§ Short exercise: Reproduce, word for word, every line starting at the line that contains "lantern metal frame?" and ending with the final line of the entries.

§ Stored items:

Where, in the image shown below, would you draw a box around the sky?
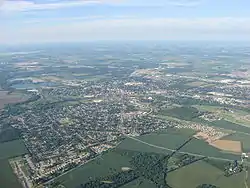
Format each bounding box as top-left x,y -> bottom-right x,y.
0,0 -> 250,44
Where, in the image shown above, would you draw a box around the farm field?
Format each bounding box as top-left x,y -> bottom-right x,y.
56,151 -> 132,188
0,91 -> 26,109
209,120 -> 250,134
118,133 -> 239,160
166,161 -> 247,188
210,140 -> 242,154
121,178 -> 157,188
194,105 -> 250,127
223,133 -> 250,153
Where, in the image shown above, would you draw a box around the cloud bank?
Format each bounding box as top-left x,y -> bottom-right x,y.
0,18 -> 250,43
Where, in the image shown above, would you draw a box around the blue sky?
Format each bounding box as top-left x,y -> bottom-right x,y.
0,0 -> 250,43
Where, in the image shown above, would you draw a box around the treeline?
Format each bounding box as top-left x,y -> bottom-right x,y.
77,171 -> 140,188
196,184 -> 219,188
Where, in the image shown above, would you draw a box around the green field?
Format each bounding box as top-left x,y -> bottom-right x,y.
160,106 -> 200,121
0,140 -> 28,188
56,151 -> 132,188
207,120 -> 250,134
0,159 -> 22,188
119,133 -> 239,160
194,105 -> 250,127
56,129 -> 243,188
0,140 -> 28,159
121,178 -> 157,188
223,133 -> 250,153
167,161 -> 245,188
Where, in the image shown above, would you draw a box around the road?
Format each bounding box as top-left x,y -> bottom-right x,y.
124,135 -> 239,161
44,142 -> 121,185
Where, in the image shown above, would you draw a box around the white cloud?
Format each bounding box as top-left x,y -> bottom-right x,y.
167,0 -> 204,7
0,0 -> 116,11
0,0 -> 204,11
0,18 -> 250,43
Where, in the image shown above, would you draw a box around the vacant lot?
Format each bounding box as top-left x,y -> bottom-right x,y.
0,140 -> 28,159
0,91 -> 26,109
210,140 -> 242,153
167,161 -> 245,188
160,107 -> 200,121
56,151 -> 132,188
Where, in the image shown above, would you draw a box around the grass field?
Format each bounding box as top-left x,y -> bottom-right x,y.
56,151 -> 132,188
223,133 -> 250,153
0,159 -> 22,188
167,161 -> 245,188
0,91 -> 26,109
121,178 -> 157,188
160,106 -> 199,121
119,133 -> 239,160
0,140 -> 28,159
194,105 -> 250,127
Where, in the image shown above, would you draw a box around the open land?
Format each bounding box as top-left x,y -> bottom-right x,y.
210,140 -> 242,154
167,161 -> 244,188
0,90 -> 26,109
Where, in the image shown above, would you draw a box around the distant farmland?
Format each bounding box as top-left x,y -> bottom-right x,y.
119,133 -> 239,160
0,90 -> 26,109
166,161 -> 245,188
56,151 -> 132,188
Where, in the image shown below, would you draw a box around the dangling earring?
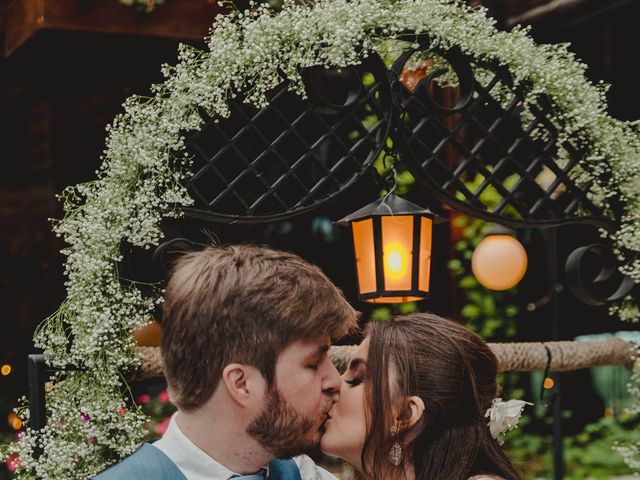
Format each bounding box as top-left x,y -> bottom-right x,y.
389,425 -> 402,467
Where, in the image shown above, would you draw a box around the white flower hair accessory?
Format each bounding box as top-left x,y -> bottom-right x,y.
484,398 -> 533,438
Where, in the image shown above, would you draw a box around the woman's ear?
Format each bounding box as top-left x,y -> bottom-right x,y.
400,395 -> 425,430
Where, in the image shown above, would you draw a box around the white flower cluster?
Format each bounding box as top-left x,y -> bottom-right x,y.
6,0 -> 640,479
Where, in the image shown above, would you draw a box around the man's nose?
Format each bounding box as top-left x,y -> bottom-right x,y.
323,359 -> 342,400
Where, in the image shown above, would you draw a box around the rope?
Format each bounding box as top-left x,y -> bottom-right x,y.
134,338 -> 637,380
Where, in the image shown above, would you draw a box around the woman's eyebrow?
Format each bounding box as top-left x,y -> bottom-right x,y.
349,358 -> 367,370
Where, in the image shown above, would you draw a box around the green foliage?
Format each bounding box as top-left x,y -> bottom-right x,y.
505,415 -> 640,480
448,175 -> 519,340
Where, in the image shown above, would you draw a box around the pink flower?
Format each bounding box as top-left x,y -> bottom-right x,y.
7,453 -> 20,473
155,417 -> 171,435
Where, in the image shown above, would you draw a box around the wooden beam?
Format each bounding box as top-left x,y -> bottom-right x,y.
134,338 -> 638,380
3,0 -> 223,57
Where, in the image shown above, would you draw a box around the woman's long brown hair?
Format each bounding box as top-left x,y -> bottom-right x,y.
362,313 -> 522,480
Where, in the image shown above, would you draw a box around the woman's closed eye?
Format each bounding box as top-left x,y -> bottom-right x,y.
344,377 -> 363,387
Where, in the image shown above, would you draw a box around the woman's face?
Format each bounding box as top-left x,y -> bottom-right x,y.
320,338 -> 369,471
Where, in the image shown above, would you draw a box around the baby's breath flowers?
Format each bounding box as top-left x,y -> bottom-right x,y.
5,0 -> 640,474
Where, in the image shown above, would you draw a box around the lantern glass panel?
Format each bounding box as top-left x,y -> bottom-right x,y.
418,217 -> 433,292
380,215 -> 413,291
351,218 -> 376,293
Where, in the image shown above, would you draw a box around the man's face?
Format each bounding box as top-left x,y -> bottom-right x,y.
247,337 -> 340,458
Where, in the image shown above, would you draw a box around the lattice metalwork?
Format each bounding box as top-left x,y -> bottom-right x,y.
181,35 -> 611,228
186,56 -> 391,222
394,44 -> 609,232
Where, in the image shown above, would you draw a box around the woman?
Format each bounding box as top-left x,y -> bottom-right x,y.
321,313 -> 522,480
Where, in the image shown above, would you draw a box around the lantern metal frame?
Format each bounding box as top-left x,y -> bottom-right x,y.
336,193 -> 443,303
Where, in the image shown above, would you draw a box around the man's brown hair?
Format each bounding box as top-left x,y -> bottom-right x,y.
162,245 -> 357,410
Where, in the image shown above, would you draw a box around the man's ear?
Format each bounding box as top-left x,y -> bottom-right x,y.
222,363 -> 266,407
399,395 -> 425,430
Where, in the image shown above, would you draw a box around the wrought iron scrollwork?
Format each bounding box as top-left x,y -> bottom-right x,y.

§ Final result:
Where, in the image shown above, would you draw a box around the lantern metal frame?
Format each bounding box as top-left x,y -> bottom-right x,y.
336,193 -> 443,303
Where, in the image shown above, would you draw a box around the man's brown hair?
Format each bounding box as top-left x,y -> bottom-right x,y.
162,245 -> 357,410
Where, in the image shown above, would you draw a box around the man's ear?
Format each bounding box as top-left x,y -> bottom-right x,y.
222,363 -> 266,407
399,395 -> 425,430
Where, in the image shown above, would you draw a box around the wrought iron scrollwork?
Format each bounding box as top-left x,y -> bottom-right x,y.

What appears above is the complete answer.